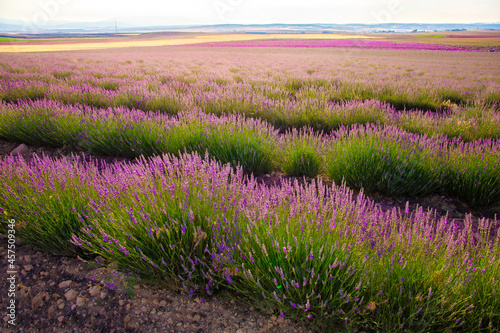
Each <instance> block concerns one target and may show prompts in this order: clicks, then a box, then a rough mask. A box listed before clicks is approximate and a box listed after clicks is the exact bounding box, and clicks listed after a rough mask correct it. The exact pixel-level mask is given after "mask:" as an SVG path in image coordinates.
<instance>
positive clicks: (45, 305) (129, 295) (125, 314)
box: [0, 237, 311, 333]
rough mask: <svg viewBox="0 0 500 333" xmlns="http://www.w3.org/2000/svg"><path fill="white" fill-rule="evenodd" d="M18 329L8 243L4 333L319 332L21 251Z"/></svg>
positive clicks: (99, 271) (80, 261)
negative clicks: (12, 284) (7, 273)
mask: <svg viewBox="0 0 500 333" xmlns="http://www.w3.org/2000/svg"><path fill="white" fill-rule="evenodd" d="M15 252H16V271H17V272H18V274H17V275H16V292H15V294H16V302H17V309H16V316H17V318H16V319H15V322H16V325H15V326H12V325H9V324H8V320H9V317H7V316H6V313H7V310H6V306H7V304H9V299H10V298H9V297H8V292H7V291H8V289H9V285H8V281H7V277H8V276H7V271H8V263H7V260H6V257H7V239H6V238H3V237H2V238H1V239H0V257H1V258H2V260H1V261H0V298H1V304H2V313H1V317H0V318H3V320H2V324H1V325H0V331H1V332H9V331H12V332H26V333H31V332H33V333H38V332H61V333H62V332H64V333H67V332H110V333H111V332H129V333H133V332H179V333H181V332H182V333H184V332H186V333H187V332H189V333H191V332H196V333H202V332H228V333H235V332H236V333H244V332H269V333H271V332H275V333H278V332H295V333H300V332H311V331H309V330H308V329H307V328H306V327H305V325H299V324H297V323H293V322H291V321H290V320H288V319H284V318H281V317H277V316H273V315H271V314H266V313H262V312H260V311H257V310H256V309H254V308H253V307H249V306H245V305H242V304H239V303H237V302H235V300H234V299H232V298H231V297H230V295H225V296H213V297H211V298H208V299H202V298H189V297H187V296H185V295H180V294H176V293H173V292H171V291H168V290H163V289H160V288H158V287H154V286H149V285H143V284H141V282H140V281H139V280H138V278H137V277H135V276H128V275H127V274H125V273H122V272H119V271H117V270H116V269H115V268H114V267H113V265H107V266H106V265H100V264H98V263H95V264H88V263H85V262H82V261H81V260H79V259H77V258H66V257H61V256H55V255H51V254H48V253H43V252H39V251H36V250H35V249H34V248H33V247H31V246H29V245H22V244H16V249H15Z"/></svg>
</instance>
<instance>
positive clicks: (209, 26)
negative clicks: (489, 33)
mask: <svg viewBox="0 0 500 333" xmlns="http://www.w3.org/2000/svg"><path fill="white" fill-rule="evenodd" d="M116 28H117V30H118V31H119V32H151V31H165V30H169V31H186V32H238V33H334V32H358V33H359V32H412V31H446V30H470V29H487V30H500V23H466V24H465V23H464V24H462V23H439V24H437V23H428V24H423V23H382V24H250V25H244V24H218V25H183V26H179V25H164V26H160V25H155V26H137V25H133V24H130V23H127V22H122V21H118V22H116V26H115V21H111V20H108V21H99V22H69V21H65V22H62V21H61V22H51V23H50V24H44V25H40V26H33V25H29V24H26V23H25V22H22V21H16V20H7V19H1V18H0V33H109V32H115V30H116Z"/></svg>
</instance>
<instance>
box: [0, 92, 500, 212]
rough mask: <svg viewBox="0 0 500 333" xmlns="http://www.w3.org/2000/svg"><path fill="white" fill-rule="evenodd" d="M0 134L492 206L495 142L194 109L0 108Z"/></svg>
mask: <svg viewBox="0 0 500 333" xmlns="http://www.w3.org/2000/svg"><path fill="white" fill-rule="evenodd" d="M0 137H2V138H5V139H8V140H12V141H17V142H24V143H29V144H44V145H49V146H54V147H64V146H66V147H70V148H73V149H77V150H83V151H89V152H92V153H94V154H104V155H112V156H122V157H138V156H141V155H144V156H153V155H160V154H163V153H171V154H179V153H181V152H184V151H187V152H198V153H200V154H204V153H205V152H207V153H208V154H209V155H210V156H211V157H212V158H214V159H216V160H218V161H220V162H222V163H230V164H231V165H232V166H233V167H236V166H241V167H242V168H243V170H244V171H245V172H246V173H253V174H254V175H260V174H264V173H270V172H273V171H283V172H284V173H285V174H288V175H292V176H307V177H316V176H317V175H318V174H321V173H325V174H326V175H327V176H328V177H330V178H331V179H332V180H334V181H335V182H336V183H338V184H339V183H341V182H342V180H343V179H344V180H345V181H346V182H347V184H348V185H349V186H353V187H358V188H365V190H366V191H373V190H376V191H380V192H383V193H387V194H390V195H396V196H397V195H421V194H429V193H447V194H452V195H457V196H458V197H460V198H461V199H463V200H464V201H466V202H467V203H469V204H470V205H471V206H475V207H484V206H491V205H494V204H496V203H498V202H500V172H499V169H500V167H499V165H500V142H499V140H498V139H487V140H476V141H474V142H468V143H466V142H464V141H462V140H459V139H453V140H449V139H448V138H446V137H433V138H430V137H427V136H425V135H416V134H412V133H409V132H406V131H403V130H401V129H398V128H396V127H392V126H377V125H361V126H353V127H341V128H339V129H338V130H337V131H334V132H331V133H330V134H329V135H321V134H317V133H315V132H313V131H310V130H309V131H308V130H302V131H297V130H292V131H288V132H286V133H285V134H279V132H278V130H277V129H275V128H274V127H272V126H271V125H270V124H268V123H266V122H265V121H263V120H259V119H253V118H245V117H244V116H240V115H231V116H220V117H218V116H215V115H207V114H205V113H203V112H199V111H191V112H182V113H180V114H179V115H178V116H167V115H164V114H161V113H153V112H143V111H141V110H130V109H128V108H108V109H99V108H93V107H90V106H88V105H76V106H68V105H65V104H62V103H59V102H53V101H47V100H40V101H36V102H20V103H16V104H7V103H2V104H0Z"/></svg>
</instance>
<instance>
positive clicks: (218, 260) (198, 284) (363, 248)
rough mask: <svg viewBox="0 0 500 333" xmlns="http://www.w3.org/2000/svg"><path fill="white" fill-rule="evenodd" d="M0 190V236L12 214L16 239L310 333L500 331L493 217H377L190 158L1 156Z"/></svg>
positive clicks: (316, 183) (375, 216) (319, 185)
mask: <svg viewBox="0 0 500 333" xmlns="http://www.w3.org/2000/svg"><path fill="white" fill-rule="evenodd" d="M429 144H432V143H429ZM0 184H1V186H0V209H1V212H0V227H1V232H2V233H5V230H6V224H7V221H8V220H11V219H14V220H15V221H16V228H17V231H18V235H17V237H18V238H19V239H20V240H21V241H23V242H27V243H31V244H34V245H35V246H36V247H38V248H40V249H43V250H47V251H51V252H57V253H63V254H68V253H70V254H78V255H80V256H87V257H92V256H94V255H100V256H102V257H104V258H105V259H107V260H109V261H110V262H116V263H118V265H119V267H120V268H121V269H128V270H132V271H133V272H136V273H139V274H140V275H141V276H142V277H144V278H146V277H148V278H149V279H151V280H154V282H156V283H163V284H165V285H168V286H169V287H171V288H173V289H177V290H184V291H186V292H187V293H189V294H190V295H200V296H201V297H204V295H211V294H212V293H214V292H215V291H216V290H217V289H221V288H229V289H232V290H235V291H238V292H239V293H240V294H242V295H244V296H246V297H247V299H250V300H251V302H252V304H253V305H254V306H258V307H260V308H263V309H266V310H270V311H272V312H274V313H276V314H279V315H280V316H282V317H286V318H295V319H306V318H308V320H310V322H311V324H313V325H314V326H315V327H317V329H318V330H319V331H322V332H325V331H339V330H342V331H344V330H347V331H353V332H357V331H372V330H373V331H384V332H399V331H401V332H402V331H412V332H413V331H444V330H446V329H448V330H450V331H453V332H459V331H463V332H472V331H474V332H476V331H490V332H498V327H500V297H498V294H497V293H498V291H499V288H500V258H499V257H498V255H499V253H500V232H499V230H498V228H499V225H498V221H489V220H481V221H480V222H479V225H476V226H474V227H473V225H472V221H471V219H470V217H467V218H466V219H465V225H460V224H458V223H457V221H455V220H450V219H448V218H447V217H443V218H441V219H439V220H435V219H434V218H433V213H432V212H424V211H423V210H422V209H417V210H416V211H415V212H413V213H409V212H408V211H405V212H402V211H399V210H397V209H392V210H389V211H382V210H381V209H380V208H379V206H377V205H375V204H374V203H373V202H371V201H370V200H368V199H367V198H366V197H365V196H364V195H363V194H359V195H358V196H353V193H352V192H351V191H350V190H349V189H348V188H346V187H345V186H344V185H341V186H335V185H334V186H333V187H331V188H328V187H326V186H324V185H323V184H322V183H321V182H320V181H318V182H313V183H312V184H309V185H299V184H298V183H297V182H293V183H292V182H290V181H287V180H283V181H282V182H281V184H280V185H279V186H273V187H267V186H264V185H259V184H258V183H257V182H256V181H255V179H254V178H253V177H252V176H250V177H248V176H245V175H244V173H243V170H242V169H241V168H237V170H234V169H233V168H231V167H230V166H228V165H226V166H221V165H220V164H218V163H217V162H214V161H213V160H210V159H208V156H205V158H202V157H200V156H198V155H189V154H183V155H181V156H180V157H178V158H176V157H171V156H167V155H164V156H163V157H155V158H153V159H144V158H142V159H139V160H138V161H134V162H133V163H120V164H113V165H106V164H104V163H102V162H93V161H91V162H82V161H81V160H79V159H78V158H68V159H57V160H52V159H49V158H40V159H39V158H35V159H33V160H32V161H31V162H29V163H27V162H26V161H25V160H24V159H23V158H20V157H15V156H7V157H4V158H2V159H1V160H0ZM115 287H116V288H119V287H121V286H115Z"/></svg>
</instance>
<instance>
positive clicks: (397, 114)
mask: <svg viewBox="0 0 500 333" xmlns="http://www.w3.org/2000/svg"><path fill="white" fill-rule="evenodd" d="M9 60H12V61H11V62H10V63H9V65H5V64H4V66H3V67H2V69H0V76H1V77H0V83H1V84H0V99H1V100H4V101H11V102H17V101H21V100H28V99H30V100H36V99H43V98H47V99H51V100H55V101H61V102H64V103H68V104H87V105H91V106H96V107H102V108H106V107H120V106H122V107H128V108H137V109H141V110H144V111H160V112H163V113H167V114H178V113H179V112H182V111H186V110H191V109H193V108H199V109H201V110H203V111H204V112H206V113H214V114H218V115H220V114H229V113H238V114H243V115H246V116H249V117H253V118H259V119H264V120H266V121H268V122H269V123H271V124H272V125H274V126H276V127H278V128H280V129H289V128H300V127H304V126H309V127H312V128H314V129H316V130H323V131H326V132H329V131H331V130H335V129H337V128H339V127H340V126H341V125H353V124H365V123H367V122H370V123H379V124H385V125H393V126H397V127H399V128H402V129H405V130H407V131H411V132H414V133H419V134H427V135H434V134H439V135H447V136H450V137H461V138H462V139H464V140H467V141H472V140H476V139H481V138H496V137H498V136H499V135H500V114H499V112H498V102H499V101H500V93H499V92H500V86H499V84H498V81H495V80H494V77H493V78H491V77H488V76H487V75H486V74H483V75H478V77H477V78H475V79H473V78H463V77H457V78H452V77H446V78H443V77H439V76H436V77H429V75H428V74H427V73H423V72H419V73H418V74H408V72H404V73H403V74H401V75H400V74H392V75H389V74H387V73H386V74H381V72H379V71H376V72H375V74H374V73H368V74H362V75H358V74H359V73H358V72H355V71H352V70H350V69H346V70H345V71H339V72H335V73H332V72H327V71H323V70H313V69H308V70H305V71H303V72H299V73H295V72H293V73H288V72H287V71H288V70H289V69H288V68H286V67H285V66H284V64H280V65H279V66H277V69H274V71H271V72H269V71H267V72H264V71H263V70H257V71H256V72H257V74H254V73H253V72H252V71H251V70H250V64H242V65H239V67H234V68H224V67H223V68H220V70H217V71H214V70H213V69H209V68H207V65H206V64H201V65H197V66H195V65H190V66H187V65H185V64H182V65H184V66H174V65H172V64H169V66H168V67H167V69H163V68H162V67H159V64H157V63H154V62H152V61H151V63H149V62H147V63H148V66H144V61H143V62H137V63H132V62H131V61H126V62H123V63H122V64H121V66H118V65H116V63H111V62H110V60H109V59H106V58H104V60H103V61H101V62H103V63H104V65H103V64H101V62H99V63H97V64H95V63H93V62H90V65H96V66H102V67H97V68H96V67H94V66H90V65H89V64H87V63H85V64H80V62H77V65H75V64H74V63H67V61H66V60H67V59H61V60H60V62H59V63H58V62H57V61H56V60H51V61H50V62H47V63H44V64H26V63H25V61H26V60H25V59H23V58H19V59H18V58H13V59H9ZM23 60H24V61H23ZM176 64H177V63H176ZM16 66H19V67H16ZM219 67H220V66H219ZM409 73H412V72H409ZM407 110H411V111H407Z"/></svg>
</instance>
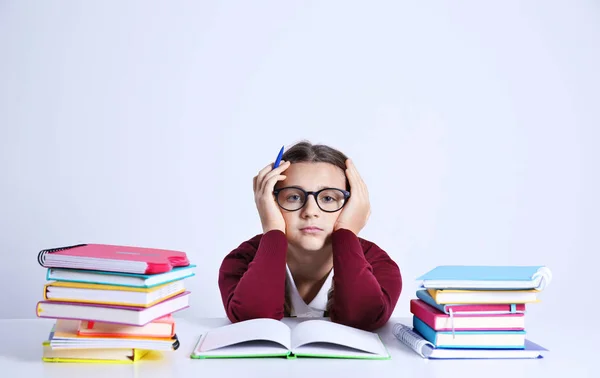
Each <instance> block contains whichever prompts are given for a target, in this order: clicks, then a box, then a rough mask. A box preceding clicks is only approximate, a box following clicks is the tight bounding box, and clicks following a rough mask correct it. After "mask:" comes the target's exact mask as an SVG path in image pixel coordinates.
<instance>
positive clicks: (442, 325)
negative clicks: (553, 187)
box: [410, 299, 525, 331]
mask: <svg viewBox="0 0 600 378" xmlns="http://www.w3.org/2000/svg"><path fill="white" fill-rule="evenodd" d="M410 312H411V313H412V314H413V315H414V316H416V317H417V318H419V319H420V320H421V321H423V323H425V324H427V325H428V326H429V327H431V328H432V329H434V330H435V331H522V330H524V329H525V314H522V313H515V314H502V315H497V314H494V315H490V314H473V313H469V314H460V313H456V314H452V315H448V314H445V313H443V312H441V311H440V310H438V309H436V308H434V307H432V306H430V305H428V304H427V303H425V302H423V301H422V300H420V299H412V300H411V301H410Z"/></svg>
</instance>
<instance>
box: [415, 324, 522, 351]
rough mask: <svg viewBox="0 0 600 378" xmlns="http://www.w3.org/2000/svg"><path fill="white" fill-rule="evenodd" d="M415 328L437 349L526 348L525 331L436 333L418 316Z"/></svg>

* * * * * * *

**Assignment**
Please output the listing above exactly from its first line through the line with "positive clicks: (99, 271) (80, 261)", both included, and nothing beyond that line. Omit pictures.

**Written response**
Each <instance> block concerns one target and may show prompts in this order: clicks, then a box, then a rough mask. A box listed before clicks is approximate and a box listed after clicks is the exact bounding box, and clicks listed after a rough mask correct it. The exact pixel-level mask is given after "mask:" as an SVG path in image coordinates.
<instance>
positive clicks: (45, 305) (129, 295) (125, 314)
box: [0, 237, 311, 333]
rough mask: <svg viewBox="0 0 500 333" xmlns="http://www.w3.org/2000/svg"><path fill="white" fill-rule="evenodd" d="M18 329L8 243L4 333L319 332L21 251Z"/></svg>
positive clicks: (99, 271) (80, 261)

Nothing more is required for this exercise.